■ PROBLEM DETAILS
Decide whether each statement agrees with the article on open enrollment below. Answer yes or no for each, and quote the words from the article that settle it.
1. Open enrollment this year ends on December 15th.
2. In previous seasons, enrollment lasted six weeks.
3. Consumers cannot enroll online between noon on Saturday and noon on Sunday.

*** Opening TEXT ***

Shortened Open Enrollment for Health Insurance Begins Nov. 1st

By Lura Jackson

 

Those who are in need of health insurance for the coming year will have half as much time to enroll in coverage through the federal government’s Health Insurance Marketplace than in previous years. Open enrollment this year will begin on November 1st and continue until December 15th. Regardless of what changes are enacted to the Affordable Care Act in 2018, anyone who signs up for health insurance during open enrollment will have coverage all year.

“For the first time, enrollments will be for six weeks compared with three months in previous seasons,” said Deb Shields, certified navigator for the Health Insurance Marketplace. In addition to having less time to enroll, consumers will not be able to enroll online between noon on Saturday and noon on Sunday, which Shields indicates has been a “prime time” for consumers to sign up.

*** Closing TEXT ***
*** Opening STUDY MATERIAL ***

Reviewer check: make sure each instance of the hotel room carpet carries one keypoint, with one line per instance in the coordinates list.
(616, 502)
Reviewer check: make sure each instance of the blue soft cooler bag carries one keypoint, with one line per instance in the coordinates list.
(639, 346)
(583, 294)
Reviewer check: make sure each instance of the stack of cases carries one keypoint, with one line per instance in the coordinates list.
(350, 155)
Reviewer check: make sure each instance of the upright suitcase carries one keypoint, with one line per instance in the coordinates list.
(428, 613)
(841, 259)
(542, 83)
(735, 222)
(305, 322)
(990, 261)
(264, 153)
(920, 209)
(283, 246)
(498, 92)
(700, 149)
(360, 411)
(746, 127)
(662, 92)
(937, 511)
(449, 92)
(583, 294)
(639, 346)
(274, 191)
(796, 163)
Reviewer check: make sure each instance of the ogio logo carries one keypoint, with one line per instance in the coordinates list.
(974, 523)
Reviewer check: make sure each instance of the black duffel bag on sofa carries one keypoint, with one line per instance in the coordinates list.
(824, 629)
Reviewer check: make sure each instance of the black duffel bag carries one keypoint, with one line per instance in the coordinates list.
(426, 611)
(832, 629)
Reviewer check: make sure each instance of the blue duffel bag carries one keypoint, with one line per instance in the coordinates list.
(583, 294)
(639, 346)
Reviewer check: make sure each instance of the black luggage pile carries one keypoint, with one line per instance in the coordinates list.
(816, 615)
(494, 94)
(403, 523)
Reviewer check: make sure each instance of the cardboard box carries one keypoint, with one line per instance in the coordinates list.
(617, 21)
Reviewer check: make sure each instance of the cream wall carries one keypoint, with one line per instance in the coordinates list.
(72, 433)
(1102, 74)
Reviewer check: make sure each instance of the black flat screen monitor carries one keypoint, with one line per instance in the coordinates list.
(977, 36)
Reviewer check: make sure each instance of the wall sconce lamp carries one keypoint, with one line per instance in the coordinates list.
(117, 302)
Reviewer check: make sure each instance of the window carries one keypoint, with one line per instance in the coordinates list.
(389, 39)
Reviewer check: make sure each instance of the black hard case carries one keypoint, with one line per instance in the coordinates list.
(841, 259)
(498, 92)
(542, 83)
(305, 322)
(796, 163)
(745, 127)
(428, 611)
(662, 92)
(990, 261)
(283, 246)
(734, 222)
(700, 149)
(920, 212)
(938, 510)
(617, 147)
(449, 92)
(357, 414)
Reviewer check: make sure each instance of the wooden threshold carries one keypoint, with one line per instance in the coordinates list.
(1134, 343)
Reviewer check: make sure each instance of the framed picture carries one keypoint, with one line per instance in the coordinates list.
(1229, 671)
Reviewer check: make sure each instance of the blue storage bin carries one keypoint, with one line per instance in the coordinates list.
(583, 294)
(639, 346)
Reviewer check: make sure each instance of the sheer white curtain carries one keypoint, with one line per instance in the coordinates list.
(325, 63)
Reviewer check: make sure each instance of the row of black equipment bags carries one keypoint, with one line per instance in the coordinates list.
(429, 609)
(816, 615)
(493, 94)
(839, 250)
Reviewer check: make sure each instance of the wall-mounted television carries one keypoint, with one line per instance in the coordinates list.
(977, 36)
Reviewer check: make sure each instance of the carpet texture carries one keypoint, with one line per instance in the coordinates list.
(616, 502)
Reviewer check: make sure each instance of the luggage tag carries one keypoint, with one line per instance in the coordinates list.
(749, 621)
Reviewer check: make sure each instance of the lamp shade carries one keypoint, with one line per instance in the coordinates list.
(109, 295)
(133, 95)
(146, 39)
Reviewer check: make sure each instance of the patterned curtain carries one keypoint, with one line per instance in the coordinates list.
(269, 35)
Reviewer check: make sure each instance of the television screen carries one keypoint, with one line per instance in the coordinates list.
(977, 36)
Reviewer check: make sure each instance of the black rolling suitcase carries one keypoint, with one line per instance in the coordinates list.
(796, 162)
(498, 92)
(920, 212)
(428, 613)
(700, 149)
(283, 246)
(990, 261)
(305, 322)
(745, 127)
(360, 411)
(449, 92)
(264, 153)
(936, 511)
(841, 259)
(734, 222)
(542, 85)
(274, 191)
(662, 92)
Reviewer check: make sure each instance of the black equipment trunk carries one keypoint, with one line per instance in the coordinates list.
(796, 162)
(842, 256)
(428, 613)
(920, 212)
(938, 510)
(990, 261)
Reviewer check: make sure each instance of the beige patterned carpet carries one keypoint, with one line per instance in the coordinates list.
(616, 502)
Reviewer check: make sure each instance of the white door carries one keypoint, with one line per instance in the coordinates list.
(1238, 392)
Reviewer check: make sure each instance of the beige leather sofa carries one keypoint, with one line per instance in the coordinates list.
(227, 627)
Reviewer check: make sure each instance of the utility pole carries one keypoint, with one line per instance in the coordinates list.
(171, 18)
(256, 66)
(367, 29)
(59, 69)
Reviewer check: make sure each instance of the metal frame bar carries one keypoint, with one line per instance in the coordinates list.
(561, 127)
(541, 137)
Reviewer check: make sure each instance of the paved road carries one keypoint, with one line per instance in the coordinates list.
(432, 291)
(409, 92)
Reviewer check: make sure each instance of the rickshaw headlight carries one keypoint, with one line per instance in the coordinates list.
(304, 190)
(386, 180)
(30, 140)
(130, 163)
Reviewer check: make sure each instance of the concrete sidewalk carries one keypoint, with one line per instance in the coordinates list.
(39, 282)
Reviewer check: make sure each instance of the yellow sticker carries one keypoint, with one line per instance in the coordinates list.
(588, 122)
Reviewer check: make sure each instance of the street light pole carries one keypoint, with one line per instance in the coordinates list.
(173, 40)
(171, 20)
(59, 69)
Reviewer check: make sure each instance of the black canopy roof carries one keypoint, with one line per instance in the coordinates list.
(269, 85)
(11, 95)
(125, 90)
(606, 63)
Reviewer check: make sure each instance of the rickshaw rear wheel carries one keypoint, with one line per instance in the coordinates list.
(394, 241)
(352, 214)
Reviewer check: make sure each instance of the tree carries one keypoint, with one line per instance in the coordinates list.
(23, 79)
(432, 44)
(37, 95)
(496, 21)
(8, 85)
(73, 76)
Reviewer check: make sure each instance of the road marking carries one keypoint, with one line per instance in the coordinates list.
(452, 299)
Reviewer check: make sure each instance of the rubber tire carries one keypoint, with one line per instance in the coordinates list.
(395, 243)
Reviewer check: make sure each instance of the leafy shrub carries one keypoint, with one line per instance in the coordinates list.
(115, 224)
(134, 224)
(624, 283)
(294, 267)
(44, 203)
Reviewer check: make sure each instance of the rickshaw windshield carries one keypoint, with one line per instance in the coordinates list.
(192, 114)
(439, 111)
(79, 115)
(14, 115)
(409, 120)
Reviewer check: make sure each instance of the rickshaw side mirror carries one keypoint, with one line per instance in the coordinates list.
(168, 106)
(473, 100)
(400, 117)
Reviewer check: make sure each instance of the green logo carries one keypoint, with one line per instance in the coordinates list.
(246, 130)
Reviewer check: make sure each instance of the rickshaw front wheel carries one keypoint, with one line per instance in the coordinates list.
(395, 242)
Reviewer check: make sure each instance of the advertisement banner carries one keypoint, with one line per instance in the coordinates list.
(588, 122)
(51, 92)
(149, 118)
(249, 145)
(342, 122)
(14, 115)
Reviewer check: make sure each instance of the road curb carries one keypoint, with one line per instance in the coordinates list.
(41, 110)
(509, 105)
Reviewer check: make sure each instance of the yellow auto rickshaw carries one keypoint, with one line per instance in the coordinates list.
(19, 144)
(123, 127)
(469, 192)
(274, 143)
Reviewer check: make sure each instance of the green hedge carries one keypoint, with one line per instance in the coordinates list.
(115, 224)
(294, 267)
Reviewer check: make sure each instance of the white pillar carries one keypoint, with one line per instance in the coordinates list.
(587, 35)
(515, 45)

*** Closing STUDY MATERIAL ***
*** Opening STUDY MATERIAL ***

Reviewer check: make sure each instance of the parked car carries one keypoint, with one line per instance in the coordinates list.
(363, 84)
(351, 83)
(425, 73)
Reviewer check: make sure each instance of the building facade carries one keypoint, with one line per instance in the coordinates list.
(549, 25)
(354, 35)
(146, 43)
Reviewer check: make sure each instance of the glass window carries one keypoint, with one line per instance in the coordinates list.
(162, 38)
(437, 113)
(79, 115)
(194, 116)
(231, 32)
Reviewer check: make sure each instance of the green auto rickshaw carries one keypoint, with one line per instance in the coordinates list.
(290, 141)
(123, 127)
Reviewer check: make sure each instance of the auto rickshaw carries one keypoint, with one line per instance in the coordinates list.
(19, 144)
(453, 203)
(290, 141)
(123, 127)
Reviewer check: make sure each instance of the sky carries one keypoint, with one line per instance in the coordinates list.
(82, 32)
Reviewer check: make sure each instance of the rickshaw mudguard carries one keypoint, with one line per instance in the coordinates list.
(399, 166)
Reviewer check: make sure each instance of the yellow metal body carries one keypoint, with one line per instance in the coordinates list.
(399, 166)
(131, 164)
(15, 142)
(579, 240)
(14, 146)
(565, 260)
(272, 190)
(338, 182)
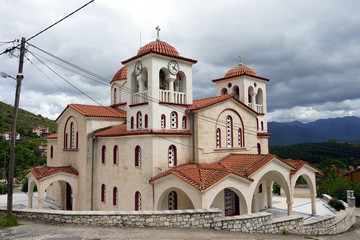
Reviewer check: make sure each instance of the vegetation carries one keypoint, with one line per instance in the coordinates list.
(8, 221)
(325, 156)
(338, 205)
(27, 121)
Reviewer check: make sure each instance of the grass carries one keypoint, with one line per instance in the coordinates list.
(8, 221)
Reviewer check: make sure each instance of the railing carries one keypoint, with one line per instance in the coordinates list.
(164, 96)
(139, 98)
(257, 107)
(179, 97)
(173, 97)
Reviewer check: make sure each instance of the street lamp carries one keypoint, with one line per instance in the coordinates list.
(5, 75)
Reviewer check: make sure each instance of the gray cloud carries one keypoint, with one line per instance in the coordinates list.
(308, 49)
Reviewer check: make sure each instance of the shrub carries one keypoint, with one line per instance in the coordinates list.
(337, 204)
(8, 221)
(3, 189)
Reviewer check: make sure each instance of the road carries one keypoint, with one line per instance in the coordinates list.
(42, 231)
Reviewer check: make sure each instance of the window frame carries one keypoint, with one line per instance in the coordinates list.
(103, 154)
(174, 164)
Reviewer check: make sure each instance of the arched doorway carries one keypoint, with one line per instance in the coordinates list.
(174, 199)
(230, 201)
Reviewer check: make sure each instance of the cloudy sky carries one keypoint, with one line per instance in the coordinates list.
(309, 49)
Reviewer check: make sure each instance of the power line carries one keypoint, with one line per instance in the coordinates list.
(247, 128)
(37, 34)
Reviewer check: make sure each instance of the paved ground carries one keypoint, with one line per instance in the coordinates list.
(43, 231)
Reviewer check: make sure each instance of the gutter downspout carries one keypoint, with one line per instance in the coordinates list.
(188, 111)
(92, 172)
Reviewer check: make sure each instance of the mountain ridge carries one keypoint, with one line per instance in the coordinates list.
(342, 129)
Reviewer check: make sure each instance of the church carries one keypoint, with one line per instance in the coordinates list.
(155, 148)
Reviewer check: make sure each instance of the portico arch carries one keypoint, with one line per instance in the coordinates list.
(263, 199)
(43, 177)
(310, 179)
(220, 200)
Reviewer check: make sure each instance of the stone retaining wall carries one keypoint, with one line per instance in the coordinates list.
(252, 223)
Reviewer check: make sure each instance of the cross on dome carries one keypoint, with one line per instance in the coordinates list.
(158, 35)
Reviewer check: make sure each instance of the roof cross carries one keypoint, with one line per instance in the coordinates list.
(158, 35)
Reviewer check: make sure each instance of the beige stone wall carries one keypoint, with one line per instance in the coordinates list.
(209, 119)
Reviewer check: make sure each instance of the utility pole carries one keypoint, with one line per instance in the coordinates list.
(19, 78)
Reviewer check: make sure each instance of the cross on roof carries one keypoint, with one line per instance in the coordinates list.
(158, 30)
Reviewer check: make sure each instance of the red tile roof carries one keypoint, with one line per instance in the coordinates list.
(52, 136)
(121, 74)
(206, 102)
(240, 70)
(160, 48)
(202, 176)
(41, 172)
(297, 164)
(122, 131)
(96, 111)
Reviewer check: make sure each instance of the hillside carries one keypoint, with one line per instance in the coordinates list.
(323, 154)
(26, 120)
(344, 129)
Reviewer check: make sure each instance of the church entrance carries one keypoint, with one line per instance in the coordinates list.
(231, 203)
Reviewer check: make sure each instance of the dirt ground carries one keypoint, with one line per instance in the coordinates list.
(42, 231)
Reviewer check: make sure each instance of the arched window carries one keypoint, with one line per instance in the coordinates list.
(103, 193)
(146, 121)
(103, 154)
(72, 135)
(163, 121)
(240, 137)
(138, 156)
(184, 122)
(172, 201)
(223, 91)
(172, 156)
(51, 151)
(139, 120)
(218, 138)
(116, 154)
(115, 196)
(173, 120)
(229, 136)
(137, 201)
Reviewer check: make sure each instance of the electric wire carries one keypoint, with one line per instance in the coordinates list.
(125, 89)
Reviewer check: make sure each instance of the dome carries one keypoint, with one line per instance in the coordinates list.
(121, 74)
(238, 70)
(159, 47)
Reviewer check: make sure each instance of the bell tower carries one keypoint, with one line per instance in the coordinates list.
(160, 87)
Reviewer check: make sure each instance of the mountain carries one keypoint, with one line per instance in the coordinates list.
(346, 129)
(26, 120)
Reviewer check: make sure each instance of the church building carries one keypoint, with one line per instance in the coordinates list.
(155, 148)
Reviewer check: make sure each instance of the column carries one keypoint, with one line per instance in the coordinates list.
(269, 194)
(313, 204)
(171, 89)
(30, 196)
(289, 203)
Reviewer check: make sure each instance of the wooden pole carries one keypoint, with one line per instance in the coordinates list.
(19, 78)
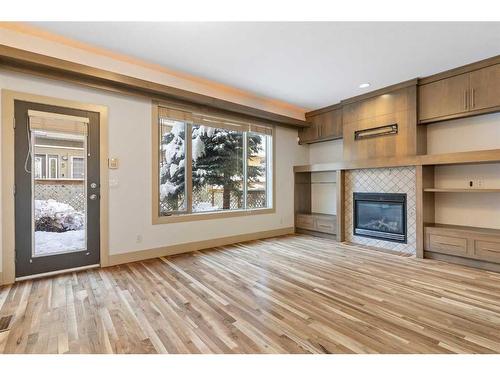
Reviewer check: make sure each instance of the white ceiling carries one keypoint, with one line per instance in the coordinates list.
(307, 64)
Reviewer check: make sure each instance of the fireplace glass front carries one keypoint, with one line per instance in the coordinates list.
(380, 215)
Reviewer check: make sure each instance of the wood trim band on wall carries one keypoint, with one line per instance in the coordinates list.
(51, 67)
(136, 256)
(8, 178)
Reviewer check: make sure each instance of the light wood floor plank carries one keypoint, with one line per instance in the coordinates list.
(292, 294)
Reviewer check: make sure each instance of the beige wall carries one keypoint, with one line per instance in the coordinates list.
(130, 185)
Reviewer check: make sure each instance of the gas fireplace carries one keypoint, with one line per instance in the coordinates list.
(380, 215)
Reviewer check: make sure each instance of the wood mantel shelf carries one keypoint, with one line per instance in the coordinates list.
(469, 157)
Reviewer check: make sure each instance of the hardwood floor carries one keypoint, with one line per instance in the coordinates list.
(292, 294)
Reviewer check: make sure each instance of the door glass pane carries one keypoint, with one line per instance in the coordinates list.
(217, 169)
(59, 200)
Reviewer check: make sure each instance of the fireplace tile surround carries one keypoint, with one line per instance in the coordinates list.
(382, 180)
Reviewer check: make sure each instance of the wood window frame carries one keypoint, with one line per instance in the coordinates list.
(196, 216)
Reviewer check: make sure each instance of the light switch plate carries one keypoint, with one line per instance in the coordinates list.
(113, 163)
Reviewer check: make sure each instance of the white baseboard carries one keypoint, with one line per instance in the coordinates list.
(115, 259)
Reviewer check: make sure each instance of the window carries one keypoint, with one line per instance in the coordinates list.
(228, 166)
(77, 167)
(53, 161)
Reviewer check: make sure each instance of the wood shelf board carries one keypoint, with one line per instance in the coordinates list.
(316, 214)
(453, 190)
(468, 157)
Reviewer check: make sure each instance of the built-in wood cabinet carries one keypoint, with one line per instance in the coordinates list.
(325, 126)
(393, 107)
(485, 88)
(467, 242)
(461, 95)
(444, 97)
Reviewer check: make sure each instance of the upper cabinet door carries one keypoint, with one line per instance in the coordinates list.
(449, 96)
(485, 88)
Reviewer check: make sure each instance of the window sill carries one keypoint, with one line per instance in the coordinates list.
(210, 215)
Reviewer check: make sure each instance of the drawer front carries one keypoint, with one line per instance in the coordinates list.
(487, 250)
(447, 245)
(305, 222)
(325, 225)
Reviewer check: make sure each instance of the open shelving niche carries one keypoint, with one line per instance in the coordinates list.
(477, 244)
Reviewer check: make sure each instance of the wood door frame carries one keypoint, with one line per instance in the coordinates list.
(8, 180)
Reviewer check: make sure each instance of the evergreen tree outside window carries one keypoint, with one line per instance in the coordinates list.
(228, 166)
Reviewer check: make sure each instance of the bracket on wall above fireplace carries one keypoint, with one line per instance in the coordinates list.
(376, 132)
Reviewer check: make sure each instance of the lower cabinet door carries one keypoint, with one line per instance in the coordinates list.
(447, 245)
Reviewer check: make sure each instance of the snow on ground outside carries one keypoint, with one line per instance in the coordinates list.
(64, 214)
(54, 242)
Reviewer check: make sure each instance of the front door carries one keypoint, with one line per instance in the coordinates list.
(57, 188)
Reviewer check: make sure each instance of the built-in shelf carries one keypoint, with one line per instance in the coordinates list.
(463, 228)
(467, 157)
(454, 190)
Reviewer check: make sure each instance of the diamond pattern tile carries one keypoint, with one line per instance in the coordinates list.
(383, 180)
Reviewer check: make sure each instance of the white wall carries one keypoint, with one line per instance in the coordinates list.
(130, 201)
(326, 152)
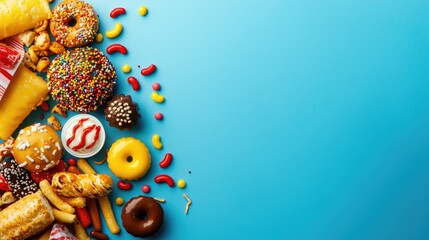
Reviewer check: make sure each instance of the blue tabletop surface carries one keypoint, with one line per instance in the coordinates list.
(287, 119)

*** Closing STUDY MATERIAL ***

■ RESPONSE
1. Yes: "Open enrollment this year will begin on November 1st and continue until December 15th."
2. No: "For the first time, enrollments will be for six weeks compared with three months in previous seasons"
3. Yes: "consumers will not be able to enroll online between noon on Saturday and noon on Sunday"